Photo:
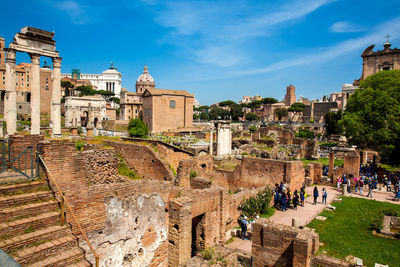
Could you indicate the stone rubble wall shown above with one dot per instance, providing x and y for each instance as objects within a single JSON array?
[{"x": 143, "y": 160}]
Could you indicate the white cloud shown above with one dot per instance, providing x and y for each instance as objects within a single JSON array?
[
  {"x": 77, "y": 13},
  {"x": 215, "y": 32},
  {"x": 332, "y": 52},
  {"x": 345, "y": 26}
]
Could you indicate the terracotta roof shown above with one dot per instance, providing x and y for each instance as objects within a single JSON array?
[{"x": 155, "y": 91}]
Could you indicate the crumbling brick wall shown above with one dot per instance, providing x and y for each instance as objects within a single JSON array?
[
  {"x": 281, "y": 245},
  {"x": 143, "y": 160}
]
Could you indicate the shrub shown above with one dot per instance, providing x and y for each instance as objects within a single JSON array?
[
  {"x": 253, "y": 128},
  {"x": 193, "y": 174},
  {"x": 257, "y": 205},
  {"x": 208, "y": 253},
  {"x": 137, "y": 128}
]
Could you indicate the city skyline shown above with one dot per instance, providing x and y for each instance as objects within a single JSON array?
[{"x": 215, "y": 50}]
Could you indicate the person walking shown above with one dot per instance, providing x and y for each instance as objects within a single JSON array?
[
  {"x": 316, "y": 195},
  {"x": 370, "y": 187},
  {"x": 324, "y": 196},
  {"x": 283, "y": 201},
  {"x": 295, "y": 200},
  {"x": 243, "y": 225},
  {"x": 302, "y": 196}
]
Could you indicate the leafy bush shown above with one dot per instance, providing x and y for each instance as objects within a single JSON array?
[
  {"x": 208, "y": 253},
  {"x": 193, "y": 174},
  {"x": 257, "y": 205},
  {"x": 304, "y": 133},
  {"x": 137, "y": 128},
  {"x": 253, "y": 128}
]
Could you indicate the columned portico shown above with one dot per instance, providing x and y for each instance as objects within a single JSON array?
[
  {"x": 35, "y": 94},
  {"x": 56, "y": 97},
  {"x": 11, "y": 95}
]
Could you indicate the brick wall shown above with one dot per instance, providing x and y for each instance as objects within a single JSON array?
[
  {"x": 281, "y": 245},
  {"x": 143, "y": 160}
]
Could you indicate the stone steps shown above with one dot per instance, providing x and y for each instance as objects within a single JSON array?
[
  {"x": 29, "y": 224},
  {"x": 24, "y": 240},
  {"x": 11, "y": 189},
  {"x": 14, "y": 200},
  {"x": 42, "y": 251},
  {"x": 31, "y": 209},
  {"x": 68, "y": 257}
]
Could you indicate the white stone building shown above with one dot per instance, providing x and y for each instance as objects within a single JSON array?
[
  {"x": 86, "y": 111},
  {"x": 109, "y": 80}
]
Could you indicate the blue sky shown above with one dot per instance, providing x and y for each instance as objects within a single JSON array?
[{"x": 217, "y": 50}]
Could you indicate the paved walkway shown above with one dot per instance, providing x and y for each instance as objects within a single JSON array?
[{"x": 307, "y": 213}]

···

▸ What you are asked to do
Copy the whole listing above word for word, omitting the picture.

▸ Answer in full
Photo:
Could you indicate the stone rubble wall shown above with one dot per instance, providing x and y for each instance as objects within a single JSON array?
[{"x": 143, "y": 160}]
Could you indicate the white cloud shown above with one dot per instance, providing x and y for each instance as objects within a single JSON array?
[
  {"x": 77, "y": 13},
  {"x": 215, "y": 32},
  {"x": 332, "y": 52},
  {"x": 345, "y": 26}
]
Could you indicate the terracotta roof shown above with one dot per instance, providing x and y for each instance as objects within a single JSON array?
[{"x": 155, "y": 91}]
Could you indicate the crumbling brick wall shown above with one dot per instance, providing x and y for each instance as objects within a single JSON array?
[
  {"x": 281, "y": 245},
  {"x": 143, "y": 160}
]
Could you indicate the shrub shown above with one dot per instance, providing x and y for each instance as objects within a single JSON array?
[
  {"x": 253, "y": 128},
  {"x": 193, "y": 174},
  {"x": 257, "y": 205},
  {"x": 208, "y": 253},
  {"x": 137, "y": 128}
]
Could you indicate the city skyline shown above with one dot per instance, providing x and y for each instance as objects within a single JSON array?
[{"x": 215, "y": 50}]
Could you indicate the person walking shown above with one dot per instance, providing x and y for each instance as objects within a single JSON array?
[
  {"x": 316, "y": 195},
  {"x": 370, "y": 187},
  {"x": 324, "y": 196},
  {"x": 283, "y": 201},
  {"x": 295, "y": 200},
  {"x": 243, "y": 225},
  {"x": 302, "y": 196}
]
Could you indicate the leafy bush shown above with one dot per instance, providing x and y for each instance as objects within a single JSON array?
[
  {"x": 208, "y": 253},
  {"x": 193, "y": 174},
  {"x": 257, "y": 205},
  {"x": 304, "y": 133},
  {"x": 137, "y": 128},
  {"x": 253, "y": 128}
]
Could you indicate the columned portico shown above with one dot per instance, providing x and y for each instance as objects within a single JSON array?
[
  {"x": 35, "y": 94},
  {"x": 56, "y": 97},
  {"x": 11, "y": 95}
]
Could you indicate the brick wall shown above with one dot per instance, providing x and y for each instance as objects within a single JSON array?
[
  {"x": 281, "y": 245},
  {"x": 143, "y": 160}
]
Could you indicate the stone steps shown above with one dot per instance, providing x and y for each instance as objects within a single JSON array?
[
  {"x": 29, "y": 224},
  {"x": 24, "y": 240},
  {"x": 11, "y": 189},
  {"x": 14, "y": 200},
  {"x": 42, "y": 251},
  {"x": 31, "y": 209},
  {"x": 68, "y": 257}
]
Could you indicate the white stone building shown above with one dot per instance, providing x and y for each instance as objects within a single JSON array?
[
  {"x": 86, "y": 111},
  {"x": 109, "y": 80}
]
Could you indicate the blue sky shown above with one dot per instance, providing x and y for each instance as objects within a single JSON array?
[{"x": 217, "y": 50}]
Could you indicate the paved walkway shown above with one dot per instance, providing x and y for each instance as objects within a single JSON array?
[{"x": 307, "y": 213}]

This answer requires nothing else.